Locate every line of the records that contains the string "woman", treating uppercase and lowercase as different, and copy each such line in full.

*Extracted entries:*
------------------------------

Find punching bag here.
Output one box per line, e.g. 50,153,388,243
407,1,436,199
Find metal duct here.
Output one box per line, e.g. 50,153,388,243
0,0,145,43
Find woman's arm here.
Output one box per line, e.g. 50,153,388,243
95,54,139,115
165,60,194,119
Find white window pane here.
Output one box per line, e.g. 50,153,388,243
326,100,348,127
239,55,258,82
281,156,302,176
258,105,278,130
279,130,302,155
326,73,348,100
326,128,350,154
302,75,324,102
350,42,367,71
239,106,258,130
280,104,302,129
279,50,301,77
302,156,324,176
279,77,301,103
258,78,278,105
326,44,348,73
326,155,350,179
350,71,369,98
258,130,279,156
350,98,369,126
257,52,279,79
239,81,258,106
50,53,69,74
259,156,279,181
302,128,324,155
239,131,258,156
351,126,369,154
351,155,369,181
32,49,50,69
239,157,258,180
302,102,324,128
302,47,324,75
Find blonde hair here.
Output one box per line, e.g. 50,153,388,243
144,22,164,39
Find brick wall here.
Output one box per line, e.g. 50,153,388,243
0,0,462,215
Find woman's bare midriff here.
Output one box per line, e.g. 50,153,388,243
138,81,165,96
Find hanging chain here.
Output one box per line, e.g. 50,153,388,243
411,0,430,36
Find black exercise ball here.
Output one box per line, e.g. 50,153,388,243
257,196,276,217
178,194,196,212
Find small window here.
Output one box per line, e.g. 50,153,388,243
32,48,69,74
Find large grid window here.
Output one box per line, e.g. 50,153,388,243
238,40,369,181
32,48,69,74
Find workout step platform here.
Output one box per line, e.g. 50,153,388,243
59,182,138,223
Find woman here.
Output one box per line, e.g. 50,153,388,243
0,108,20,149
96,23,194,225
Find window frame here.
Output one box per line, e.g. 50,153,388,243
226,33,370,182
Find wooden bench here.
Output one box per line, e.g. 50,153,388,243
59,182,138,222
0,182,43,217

------------------------------

*Correct response:*
Find woman's arm here.
Find woman's bare midriff here.
Find woman here.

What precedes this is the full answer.